### Exercise directions
Tally the lines below that contain the string "gabled". Report only the count.

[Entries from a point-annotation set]
____

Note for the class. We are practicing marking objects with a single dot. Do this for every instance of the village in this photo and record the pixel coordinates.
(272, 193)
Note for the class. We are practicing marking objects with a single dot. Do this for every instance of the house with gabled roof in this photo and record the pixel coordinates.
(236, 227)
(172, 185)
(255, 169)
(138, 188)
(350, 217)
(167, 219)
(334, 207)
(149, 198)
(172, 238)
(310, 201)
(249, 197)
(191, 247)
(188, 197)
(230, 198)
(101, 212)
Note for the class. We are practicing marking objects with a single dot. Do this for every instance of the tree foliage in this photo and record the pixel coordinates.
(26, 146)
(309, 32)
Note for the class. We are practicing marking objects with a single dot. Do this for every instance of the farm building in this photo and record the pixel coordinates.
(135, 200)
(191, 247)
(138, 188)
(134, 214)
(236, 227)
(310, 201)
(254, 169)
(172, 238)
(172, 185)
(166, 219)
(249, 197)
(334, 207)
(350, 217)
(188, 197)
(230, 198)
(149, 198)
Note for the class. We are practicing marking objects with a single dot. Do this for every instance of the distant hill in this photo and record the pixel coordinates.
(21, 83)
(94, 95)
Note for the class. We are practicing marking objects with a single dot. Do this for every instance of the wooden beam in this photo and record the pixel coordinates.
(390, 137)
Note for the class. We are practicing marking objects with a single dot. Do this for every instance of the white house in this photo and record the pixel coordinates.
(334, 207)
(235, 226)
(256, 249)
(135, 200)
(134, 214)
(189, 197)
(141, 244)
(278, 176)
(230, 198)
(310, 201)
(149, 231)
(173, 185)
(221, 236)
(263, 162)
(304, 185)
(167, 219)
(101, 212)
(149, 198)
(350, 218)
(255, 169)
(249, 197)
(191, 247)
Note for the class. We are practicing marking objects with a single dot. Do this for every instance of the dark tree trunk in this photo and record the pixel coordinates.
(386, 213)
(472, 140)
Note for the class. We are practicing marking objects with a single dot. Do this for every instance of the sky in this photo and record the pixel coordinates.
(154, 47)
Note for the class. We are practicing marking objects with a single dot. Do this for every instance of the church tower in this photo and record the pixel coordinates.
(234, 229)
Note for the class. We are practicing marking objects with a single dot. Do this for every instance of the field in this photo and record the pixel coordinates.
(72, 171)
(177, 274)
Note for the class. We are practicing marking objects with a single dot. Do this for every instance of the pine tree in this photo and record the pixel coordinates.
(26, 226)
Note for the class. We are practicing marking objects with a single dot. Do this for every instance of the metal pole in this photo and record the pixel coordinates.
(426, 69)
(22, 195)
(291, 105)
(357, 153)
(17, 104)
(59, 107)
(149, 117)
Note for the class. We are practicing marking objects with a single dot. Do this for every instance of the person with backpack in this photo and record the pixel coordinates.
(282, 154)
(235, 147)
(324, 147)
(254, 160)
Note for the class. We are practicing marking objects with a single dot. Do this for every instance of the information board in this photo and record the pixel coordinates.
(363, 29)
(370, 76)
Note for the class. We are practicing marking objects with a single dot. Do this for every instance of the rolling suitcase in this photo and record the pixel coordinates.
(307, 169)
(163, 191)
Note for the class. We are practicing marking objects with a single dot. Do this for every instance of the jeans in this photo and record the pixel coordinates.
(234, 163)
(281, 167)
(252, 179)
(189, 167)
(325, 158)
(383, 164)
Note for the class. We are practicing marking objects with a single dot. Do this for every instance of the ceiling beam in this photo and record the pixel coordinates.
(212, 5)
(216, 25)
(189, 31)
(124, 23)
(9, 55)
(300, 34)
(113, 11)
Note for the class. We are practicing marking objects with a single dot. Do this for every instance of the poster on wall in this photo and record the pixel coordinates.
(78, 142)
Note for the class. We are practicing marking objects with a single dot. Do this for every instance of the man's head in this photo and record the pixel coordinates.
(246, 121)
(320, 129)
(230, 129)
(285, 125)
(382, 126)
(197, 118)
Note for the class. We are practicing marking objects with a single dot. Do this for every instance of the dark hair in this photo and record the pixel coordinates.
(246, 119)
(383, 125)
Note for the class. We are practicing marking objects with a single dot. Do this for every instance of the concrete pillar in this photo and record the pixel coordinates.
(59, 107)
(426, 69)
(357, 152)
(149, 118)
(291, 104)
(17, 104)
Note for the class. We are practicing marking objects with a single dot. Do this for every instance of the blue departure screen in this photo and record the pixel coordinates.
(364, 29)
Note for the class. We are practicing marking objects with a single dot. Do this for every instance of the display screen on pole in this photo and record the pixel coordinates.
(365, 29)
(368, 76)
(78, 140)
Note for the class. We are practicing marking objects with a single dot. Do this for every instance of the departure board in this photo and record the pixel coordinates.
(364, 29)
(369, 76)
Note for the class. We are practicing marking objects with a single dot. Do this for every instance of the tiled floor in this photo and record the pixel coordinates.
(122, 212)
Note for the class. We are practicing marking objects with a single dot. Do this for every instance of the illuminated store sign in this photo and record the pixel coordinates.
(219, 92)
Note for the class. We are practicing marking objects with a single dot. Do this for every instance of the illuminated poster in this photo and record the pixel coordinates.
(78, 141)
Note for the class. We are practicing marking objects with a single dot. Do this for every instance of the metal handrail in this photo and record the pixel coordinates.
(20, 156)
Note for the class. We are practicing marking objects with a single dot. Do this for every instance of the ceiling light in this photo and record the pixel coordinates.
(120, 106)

____

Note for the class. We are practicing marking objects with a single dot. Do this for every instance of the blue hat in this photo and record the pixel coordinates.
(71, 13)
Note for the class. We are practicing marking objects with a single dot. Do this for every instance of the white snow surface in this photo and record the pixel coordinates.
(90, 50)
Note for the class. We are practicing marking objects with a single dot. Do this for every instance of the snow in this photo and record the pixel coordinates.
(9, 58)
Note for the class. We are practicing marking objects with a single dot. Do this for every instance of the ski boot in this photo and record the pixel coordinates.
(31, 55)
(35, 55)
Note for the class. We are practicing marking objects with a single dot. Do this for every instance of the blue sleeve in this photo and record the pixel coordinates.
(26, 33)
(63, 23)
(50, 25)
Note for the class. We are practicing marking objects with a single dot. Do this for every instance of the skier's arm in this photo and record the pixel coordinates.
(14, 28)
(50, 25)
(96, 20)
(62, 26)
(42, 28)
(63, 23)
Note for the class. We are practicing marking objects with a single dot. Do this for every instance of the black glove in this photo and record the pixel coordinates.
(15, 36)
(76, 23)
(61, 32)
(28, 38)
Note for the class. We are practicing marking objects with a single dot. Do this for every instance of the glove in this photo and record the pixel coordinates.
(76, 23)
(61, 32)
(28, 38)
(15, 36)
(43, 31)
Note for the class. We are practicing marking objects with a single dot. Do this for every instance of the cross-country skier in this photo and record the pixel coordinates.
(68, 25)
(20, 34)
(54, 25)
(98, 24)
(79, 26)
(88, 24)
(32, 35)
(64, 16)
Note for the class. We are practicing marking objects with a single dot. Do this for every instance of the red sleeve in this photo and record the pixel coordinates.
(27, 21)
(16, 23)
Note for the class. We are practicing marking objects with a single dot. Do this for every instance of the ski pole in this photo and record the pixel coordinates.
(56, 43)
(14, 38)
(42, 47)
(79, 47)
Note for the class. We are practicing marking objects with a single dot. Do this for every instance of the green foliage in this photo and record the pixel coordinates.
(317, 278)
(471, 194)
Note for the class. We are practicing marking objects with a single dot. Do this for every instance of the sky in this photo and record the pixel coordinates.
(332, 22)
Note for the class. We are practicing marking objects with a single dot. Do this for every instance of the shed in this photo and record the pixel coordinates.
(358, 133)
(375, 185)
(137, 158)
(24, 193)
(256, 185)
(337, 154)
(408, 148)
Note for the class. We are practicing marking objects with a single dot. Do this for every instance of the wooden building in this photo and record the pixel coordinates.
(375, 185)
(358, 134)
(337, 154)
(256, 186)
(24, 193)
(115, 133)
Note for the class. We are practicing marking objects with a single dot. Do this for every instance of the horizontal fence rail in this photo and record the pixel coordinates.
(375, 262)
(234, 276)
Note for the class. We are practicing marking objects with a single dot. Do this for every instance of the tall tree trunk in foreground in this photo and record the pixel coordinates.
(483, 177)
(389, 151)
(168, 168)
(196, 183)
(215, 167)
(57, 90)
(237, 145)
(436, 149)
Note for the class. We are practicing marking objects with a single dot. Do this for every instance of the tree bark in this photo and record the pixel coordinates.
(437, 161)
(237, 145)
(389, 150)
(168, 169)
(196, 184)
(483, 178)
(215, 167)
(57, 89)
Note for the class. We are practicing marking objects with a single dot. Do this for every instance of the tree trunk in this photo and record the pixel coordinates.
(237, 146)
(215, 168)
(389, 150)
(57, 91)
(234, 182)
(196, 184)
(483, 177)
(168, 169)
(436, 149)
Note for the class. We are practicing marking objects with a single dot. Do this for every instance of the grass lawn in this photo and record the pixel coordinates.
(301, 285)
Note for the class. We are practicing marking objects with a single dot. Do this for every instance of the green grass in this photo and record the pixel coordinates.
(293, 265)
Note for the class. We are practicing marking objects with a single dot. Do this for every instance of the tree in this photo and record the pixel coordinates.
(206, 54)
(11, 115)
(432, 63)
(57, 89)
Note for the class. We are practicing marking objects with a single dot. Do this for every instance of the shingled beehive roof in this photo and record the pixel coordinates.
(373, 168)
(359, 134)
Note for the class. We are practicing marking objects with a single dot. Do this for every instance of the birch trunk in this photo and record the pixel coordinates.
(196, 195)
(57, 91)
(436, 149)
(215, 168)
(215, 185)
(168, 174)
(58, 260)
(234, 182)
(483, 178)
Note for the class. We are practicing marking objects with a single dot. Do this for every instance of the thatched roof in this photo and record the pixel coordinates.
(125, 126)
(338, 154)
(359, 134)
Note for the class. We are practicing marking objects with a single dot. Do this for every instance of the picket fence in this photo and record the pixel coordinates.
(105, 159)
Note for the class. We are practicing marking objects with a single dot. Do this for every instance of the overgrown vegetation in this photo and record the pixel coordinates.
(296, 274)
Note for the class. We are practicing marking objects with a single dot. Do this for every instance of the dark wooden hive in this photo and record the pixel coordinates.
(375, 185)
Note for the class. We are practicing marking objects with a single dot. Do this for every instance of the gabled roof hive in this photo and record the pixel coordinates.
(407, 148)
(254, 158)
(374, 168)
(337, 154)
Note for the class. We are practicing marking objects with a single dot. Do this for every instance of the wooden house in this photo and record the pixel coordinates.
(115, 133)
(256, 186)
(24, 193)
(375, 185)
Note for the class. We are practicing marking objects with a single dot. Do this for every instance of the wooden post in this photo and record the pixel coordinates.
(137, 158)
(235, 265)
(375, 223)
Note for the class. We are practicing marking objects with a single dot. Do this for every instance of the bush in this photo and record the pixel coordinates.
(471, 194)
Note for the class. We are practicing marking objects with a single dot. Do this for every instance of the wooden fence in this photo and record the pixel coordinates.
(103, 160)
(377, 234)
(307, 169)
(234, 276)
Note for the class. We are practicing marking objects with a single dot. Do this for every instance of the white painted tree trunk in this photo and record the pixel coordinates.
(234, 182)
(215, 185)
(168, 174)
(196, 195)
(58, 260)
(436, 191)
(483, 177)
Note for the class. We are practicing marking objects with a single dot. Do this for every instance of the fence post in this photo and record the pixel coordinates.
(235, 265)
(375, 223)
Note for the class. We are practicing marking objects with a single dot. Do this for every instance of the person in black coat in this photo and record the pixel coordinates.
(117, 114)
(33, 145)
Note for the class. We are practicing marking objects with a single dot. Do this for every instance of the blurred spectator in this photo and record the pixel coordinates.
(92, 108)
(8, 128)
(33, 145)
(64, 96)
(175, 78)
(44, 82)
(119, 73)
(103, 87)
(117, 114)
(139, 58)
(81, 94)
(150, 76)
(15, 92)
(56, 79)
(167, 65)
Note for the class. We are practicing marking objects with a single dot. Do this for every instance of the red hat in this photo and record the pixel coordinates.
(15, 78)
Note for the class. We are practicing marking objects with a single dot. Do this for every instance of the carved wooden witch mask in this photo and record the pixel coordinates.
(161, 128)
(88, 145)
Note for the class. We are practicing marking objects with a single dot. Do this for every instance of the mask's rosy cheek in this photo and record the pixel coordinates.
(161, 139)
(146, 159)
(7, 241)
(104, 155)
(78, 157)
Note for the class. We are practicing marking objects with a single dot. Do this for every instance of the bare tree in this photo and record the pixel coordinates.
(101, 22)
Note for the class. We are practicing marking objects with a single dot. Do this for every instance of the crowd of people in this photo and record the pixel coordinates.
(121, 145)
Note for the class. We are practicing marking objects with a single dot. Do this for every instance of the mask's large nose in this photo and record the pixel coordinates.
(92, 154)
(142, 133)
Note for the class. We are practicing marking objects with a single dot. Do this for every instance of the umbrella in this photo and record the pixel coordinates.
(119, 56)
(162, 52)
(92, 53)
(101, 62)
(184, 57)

____

### Worked answer
2